## Task set
a – Please rewrite the essay on AI art, beginning at the words "The appearance of" and stopping after "and its definition.", but change "contest" to "competition".
b – Write what comes next in the essay on AI art, picking up after its final sentence.

Supplied passage section start

Art-ificial Intelligence

If an algorithm creates an illustration, why should it be called anything else than a tool creating an image? If an image is aesthetic, does it make it a work of art? If someone would use a program and click on a button to generate a picture, would that person be an artist?

The appearance of Artificial Intelligence “Art” has raised some very essential and relevant questions, and showed us the difference between actual genius and technical perfection.

Théâtre d'Opéra spatial by Jason Allen illustrating an article about artificial intelligence art (AI art) by Alexandra Caillaud on Mythopoetic
Théâtre d'Opéra spatial by Jason Allen and a machine

A few weeks ago, an artwork called “Théâtre d’Opéra Spatial” created with artificial intelligence won the first place in a contest in Colorado (USA), which created a heated debate over the question of art and its definition.


Well, it also appears artist Jason Allen used Google Translate to find the name of his artwork.

Besides his poor knowledge of the French language, Jason Allen raises with his artwork some very essential and relevant questions and somehow defies modern arts in their most absurd form. Let’s dive deeper into those problematics.


First of all, it should fairly be said that this artwork hasn’t been created by simply clicking on a button. The program used here (called Midjourney) offers to transform texts into images using Artificial Intelligence. In so doing, this program is actually offering a new set of tools for creation, just as the apparition of Photoshop offered artists a new instrument for them to create. Naturally, each and every time new technical possibilities appeared in the realm of arts, we got to witness the birth of a new artistic movement, which isn’t necessarily symptomatic of the death of the previous ones: the apparition of oil tubes (made possible by the use of aluminium on an industrial level) allowed artists to go out of their ateliers and go paint in nature, faster and more spontaneously than ever before (that was the birth of the Impressionist movement), the apparition of digital tools such as Photoshop or Illustrator along the development of computers made digital arts possible, which created or least generalized new forms of art such as Graphic Design or computer-aided illustrations. So there is really nothing new here, and time has shown enough that those new opportunities should really be embraced instead of us succumbing to our fear of being replaced. AI is no more than a tool, it can become brilliant in the hands of a genius but will never be of genius solely by itself.

Supplied passage section end
Provided records section start

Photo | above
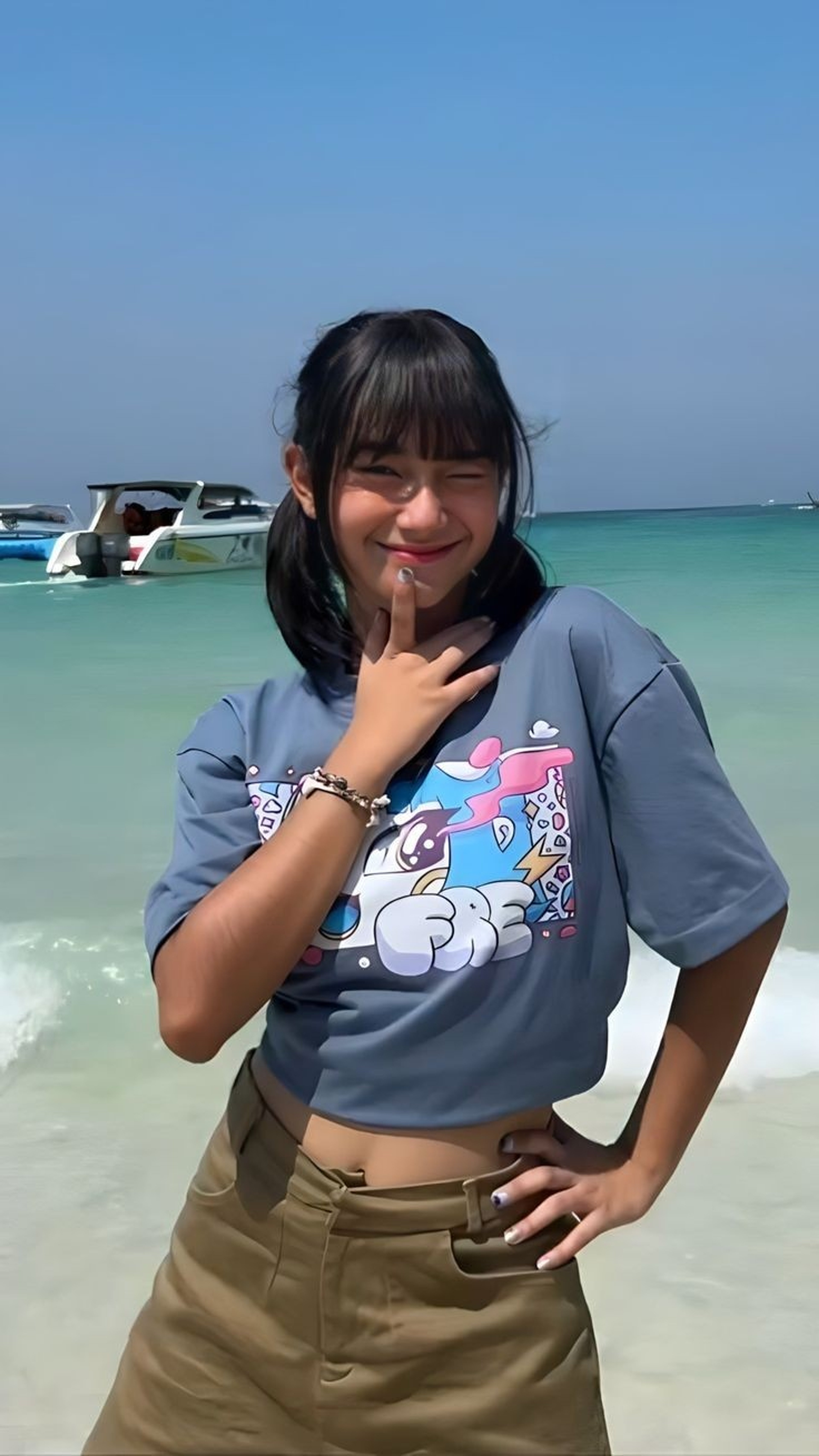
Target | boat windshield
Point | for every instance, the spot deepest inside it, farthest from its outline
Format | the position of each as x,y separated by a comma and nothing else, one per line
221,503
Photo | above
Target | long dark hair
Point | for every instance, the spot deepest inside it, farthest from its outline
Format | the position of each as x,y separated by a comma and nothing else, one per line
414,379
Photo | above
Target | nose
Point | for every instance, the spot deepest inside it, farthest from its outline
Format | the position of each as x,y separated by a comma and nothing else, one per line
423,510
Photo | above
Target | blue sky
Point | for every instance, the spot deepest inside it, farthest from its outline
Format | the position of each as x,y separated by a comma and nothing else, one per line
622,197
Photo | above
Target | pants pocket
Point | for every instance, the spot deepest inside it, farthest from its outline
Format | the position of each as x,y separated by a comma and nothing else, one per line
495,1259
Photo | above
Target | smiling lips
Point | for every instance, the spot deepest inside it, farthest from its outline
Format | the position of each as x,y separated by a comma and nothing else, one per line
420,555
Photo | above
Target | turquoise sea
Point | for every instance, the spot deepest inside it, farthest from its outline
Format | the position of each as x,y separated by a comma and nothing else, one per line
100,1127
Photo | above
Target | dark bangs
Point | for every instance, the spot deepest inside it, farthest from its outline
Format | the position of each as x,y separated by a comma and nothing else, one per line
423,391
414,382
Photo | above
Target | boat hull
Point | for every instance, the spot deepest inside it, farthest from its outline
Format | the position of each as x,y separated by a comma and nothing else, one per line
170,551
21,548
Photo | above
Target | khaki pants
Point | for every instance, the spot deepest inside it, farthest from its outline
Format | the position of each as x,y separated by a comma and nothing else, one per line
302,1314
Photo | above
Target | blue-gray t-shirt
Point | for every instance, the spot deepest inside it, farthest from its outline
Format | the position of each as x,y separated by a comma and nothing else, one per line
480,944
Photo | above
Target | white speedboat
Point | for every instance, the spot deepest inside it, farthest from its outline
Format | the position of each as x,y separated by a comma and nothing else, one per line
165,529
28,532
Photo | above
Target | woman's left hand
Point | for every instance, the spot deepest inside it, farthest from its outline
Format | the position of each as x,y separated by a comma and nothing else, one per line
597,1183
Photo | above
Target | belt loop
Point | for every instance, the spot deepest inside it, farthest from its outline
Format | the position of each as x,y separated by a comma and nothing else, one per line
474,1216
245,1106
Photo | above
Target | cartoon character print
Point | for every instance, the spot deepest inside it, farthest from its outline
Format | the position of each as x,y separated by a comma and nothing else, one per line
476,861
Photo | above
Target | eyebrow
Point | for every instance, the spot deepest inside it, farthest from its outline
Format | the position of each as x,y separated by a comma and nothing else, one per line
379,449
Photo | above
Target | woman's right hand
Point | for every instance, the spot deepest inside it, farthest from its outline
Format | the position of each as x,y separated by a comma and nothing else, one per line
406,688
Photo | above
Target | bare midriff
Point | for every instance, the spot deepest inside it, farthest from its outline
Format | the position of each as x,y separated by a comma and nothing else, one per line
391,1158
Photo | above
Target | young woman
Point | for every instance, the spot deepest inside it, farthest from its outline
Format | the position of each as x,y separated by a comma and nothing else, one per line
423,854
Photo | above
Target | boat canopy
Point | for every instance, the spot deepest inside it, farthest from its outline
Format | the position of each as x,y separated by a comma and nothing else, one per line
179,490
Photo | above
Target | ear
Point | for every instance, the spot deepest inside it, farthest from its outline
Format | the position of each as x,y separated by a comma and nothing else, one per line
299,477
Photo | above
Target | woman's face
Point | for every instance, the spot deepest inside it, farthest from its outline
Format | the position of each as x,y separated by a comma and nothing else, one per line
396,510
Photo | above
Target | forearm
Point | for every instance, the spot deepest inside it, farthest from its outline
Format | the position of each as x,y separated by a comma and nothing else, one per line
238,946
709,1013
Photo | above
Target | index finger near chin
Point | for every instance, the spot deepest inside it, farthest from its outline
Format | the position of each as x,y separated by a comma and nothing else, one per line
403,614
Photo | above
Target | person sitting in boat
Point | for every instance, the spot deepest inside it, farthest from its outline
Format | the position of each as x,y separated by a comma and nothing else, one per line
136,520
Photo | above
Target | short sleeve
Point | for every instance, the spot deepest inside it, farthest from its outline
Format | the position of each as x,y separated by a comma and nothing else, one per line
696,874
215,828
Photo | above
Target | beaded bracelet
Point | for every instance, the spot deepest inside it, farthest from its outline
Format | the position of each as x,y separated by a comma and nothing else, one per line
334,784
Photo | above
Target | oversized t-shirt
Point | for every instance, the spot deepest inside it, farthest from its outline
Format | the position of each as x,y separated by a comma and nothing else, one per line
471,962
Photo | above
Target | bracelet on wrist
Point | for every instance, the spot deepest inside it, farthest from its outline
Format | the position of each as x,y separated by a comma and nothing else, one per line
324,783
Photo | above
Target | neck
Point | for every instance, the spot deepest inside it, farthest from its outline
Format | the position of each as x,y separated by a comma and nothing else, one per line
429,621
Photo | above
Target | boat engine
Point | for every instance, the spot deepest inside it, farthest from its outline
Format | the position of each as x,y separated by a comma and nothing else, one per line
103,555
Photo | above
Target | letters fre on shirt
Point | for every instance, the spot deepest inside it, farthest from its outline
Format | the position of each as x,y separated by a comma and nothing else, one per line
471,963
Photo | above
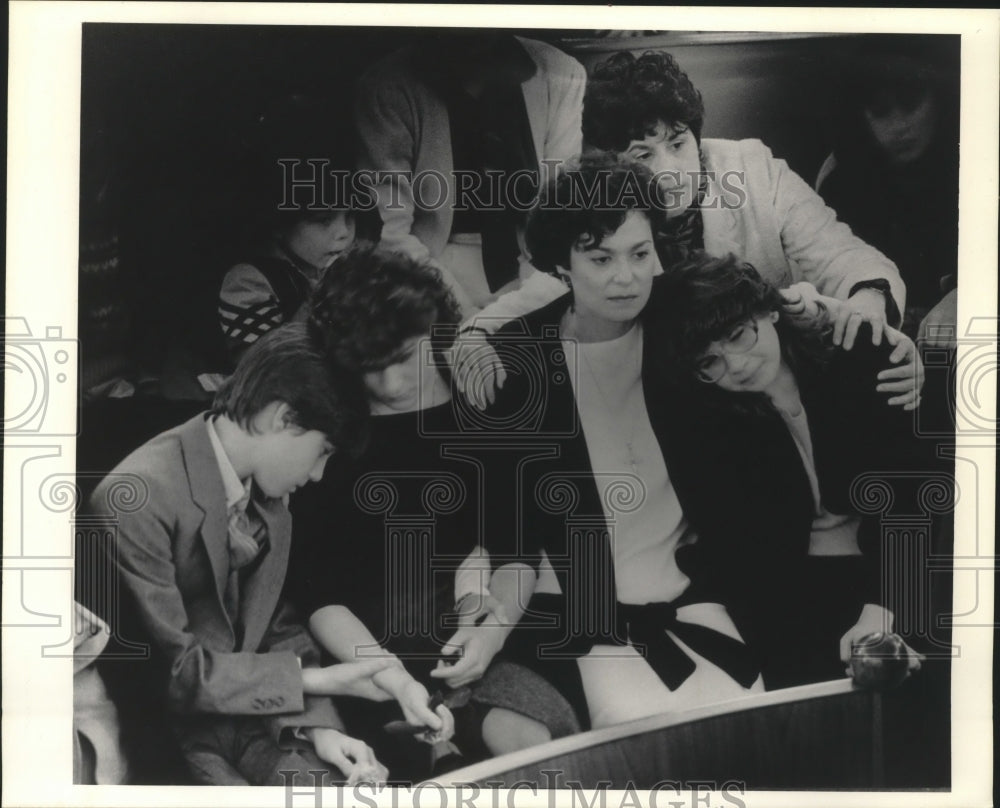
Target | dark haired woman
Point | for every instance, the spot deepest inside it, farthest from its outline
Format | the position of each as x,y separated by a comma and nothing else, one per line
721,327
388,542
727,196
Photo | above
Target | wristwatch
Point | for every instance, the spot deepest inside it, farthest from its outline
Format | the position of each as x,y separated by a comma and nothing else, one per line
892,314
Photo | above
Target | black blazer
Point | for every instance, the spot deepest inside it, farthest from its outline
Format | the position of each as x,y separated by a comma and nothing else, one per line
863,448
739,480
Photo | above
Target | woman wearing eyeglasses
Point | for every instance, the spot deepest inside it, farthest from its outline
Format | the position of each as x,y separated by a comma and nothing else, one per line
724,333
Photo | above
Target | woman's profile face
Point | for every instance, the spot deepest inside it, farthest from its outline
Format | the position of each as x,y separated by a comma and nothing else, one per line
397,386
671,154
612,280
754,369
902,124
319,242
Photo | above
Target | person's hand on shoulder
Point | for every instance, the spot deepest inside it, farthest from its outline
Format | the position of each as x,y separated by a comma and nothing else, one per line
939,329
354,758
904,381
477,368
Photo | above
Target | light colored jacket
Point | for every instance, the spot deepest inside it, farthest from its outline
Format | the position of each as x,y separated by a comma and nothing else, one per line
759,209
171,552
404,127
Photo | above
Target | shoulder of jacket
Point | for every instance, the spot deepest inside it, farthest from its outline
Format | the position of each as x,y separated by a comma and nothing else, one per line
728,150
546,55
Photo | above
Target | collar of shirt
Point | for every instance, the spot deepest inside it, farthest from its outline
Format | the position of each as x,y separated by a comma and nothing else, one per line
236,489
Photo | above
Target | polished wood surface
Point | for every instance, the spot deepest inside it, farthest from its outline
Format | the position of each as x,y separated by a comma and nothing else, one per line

Provided records section end

## Responses in order
a –
The appearance of Artificial Intelligence “Art” has raised some very essential and relevant questions, and showed us the difference between actual genius and technical perfection.

Théâtre d'Opéra spatial by Jason Allen illustrating an article about artificial intelligence art (AI art) by Alexandra Caillaud on Mythopoetic
Théâtre d'Opéra spatial by Jason Allen and a machine

A few weeks ago, an artwork called “Théâtre d’Opéra Spatial” created with artificial intelligence won the first place in a competition in Colorado (USA), which created a heated debate over the question of art and its definition.

b –
This being said, it is fairly obvious that some opportunistic persons will create whatever pictures using AI and label them art, without them having anything whatsoever to do with art. Simply because they use this label, it does not mean anyone should validate this in any way.

Ironically, this piece also raises the issue of aesthetics which had been questioned and argued over for a century, namely since Marcel Duchamp decided to place a urinal upside down and to call it art. By using a classical aesthetic language, “Théâtre d’Opéra Spatial” (really that name does not make sense) replaces aesthetics at the very centre of the artistic field. It may have been created digitally, yet the technics on this piece are aesthetically perfect.


I believe this is the very reason why the debate surrounding this artwork has emerged in the first place: it would be wholly different if we would be speaking about some comic-like monkeys drawn within a minute on Illustrator like many NFTs, for that would be so ludicrous that a debate would have had no reason to happen in the first place. Here though, we are confronted with an artwork that genuinely looks very artistic and beautiful (the composition is structured, the subjects look truly feminine and antique aesthetical codes are being used), which subject is metaphysical (that which is sung (music) is creating, or sung for, a circle-shaped opening to the cosmos, to Light itself!), which language is intemporal (there is no need for intellectual interpretation to understand the scene being represented, and the aesthetic codes of representation are linking to the Renaissance, associated symbolically with a time of intellectual enlightenment).


By using those codes, the artist somehow challenges the absurdity of modern arts: whereas modern arts are falling more and more into a contest of the absurd in which artwork after artwork we get to witness the same pseudo-intellectual argumentations over and over by arrogant “artists” justifying the monstrosity they created by explaining to us that the so-called symbolism in it is too subtle for the average brain to understand it (i.e. the gigantic plastic “Tree” actually looking like a sex toy erected place Vendôme in Paris in 2014 by Paul McCarthy), the production of M. Allen, on the contrary, shows aesthetics that are, as is it, perfect (that is, without technical defaults).


Would that plead for the return of classical aesthetics as a central element in art?


Now, the development of these new techniques of creation is in fact the symptom and chance of our epoch: as the world is shifting into a more scientific paradigm, it would be quite absurd for art to be left on the side, and I believe we should embrace those new opportunities instead of immediately raise our wrath against them. Technologies have become an essential aspect of modern life, and although few can use them without being used by them, we simply cannot fully ignore nor reject them.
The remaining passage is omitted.